[Begin Materials provided]

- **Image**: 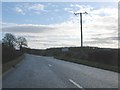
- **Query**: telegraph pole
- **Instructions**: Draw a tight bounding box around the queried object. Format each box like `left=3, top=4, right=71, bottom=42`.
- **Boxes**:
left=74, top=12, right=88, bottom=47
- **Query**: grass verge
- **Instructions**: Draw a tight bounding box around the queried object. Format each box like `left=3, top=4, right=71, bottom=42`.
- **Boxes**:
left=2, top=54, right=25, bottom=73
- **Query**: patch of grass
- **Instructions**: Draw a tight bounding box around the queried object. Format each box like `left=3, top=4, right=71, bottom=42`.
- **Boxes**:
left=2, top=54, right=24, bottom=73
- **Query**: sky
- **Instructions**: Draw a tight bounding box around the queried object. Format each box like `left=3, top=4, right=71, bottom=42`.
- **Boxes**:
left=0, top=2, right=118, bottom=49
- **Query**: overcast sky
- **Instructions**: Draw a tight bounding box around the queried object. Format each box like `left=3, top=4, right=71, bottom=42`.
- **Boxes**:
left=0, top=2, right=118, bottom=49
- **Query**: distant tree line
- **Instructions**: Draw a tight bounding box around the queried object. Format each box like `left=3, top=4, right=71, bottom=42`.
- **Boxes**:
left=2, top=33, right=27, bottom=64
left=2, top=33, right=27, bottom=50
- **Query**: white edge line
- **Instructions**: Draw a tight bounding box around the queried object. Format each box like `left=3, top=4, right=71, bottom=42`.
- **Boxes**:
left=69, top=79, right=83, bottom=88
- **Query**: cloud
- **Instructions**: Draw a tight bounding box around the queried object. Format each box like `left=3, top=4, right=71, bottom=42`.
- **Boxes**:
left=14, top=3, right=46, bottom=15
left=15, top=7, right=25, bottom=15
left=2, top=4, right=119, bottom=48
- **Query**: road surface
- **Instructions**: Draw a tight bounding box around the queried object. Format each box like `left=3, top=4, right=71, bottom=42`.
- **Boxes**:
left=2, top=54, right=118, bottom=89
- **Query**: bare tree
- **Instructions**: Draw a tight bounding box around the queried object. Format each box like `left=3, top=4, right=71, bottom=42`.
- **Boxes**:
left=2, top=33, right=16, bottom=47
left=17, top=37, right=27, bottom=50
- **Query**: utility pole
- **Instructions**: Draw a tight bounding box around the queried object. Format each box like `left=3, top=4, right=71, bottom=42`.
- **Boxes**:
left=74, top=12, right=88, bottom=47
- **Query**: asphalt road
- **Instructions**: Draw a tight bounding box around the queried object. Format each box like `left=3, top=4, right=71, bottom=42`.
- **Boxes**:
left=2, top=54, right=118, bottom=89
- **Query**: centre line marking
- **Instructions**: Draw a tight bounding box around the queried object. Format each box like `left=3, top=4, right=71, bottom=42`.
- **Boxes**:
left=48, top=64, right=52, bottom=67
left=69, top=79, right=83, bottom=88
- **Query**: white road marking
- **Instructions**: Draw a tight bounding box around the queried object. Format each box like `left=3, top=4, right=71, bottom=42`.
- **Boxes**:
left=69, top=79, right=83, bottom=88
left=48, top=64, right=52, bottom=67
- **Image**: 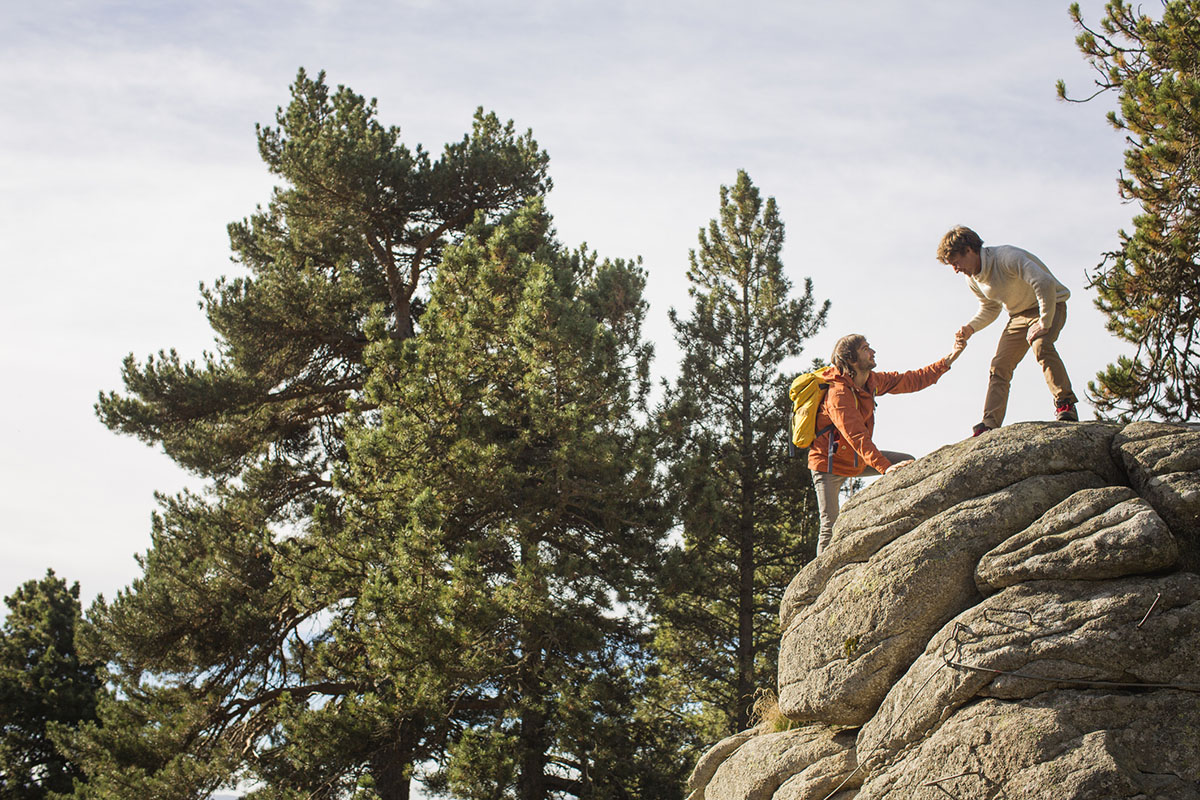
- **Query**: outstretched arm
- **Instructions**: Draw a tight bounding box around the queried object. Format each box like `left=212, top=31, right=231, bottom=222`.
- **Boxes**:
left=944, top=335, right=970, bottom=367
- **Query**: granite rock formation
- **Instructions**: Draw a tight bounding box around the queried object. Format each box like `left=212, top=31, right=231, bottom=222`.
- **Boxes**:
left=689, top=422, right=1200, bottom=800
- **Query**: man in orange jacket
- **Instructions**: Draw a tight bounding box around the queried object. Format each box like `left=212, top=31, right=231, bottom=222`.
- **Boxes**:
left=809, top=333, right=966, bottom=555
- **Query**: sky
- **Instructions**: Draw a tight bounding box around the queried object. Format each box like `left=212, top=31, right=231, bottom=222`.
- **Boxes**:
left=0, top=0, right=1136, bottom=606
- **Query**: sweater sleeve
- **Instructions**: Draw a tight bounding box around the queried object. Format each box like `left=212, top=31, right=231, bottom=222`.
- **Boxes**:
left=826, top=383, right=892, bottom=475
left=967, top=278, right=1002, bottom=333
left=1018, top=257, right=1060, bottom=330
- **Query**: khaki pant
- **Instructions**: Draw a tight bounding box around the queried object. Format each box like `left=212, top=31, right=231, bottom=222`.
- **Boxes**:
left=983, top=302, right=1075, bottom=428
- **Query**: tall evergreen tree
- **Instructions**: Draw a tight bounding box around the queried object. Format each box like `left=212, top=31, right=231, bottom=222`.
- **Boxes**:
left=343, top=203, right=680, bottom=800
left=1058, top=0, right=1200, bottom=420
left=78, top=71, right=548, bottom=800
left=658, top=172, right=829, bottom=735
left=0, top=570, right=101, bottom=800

[End Materials provided]

**Task objective**
Change "queried object" to "requested item" throughout the listing above, leaving everything else as it is, and omit the pictures from your answer.

**Result of this exercise**
- **Image**: 
- **Query**: telegraph pole
- **Instructions**: Draw a tight bounding box around the requested item. Format each box like `left=3, top=4, right=71, bottom=42`.
- **Boxes**:
left=74, top=12, right=88, bottom=47
- **Query**: grass verge
- **Instructions**: Draw a tight bounding box around the requested item. Format each box like `left=3, top=4, right=71, bottom=42`.
- **Boxes**:
left=2, top=54, right=25, bottom=73
- **Query**: patch of grass
- **Instructions**: Draw a tight bounding box around the requested item. Format each box like `left=3, top=4, right=71, bottom=42`.
- **Boxes**:
left=2, top=54, right=24, bottom=73
- **Query**: sky
- **Instructions**: Draw a tight bounding box around the requested item. Format each box like `left=3, top=4, right=71, bottom=42`.
- **Boxes**:
left=0, top=2, right=118, bottom=49
- **Query**: overcast sky
- **Instructions**: Draw a tight bounding box around the requested item. Format each box like `left=3, top=4, right=71, bottom=42`.
- **Boxes**:
left=0, top=2, right=118, bottom=49
- **Query**: distant tree line
- **Instructions**: Draw a tight bounding box around the requested item. Format each box like `left=3, top=4, right=71, bottom=42`.
- **Boxes**:
left=2, top=33, right=27, bottom=64
left=2, top=33, right=27, bottom=50
- **Query**: white edge line
- **Instructions**: Draw a tight bounding box around the requested item. Format each box like `left=3, top=4, right=71, bottom=42`.
- **Boxes**:
left=69, top=79, right=83, bottom=88
- **Query**: cloud
- **Instructions**: Draw a tight bounding box around the requested item. Format each box like `left=3, top=4, right=71, bottom=42`.
- **Boxes**:
left=14, top=3, right=46, bottom=15
left=15, top=7, right=25, bottom=15
left=2, top=4, right=119, bottom=48
- **Query**: road surface
- **Instructions**: Draw a tight bounding box around the requested item. Format each box like `left=3, top=4, right=71, bottom=42`.
- **Boxes**:
left=2, top=54, right=118, bottom=89
- **Query**: bare tree
- **Instructions**: Draw a tight bounding box around the requested item. Format each box like `left=3, top=4, right=71, bottom=42`.
- **Boxes**:
left=2, top=33, right=16, bottom=47
left=17, top=37, right=27, bottom=50
- **Query**: utility pole
- **Instructions**: Draw a tight bounding box around the requested item. Format each box like `left=3, top=4, right=71, bottom=42`.
- **Boxes**:
left=74, top=12, right=88, bottom=47
- **Query**: asphalt road
- **Instructions**: Draw a tight bounding box around the requested item. Format each box like `left=3, top=4, right=71, bottom=42`.
- **Boxes**:
left=2, top=54, right=118, bottom=89
- **Query**: centre line marking
- **Instructions**: Draw a tight bounding box around the requested item. Format each box like `left=3, top=4, right=71, bottom=42`.
- **Boxes**:
left=48, top=64, right=52, bottom=67
left=69, top=79, right=83, bottom=88
- **Query**: white road marking
- **Instructions**: Draw a tight bounding box around the requested item. Format each box like `left=3, top=4, right=71, bottom=42`.
- **Boxes**:
left=69, top=79, right=83, bottom=88
left=48, top=64, right=52, bottom=67
- **Image**: 
- **Query**: outstretched arm
- **Instructions**: Draw a tight bounding box around the requested item. Format each box like `left=212, top=31, right=231, bottom=222`.
- **Boxes**:
left=944, top=335, right=970, bottom=367
- **Query**: granite rock formation
- **Instructions**: Draw a tight bounding box around the requested item. Format each box like `left=212, top=31, right=231, bottom=222`.
- **Boxes**:
left=689, top=422, right=1200, bottom=800
- **Query**: man in orange jacket
- **Instructions**: Draw a tight bounding box around the requested item. Format each box like `left=212, top=31, right=231, bottom=222`.
- **Boxes**:
left=809, top=333, right=966, bottom=555
- **Query**: sky
- **Instructions**: Draw a tight bounding box around the requested item. Format each box like `left=212, top=31, right=231, bottom=222`.
- **Boxes**:
left=0, top=0, right=1136, bottom=606
- **Query**: sweater sleeve
- **Instructions**: Draw a tight bounding box around the requested item. Format each box like `left=212, top=31, right=231, bottom=222`.
- **Boxes**:
left=826, top=383, right=892, bottom=475
left=967, top=278, right=1002, bottom=333
left=1018, top=257, right=1060, bottom=330
- **Query**: khaki pant
- **Instructions**: Draw a tight bounding box around the requested item. Format each box like `left=212, top=31, right=231, bottom=222`.
- **Boxes**:
left=983, top=302, right=1075, bottom=428
- **Query**: tall evergreen tree
- **Instructions**: Draw a tight bounding box around the requested item. Format each box like `left=212, top=31, right=231, bottom=222`.
- **Boxes**:
left=343, top=203, right=680, bottom=800
left=1058, top=0, right=1200, bottom=420
left=78, top=71, right=548, bottom=800
left=658, top=172, right=829, bottom=735
left=0, top=570, right=101, bottom=800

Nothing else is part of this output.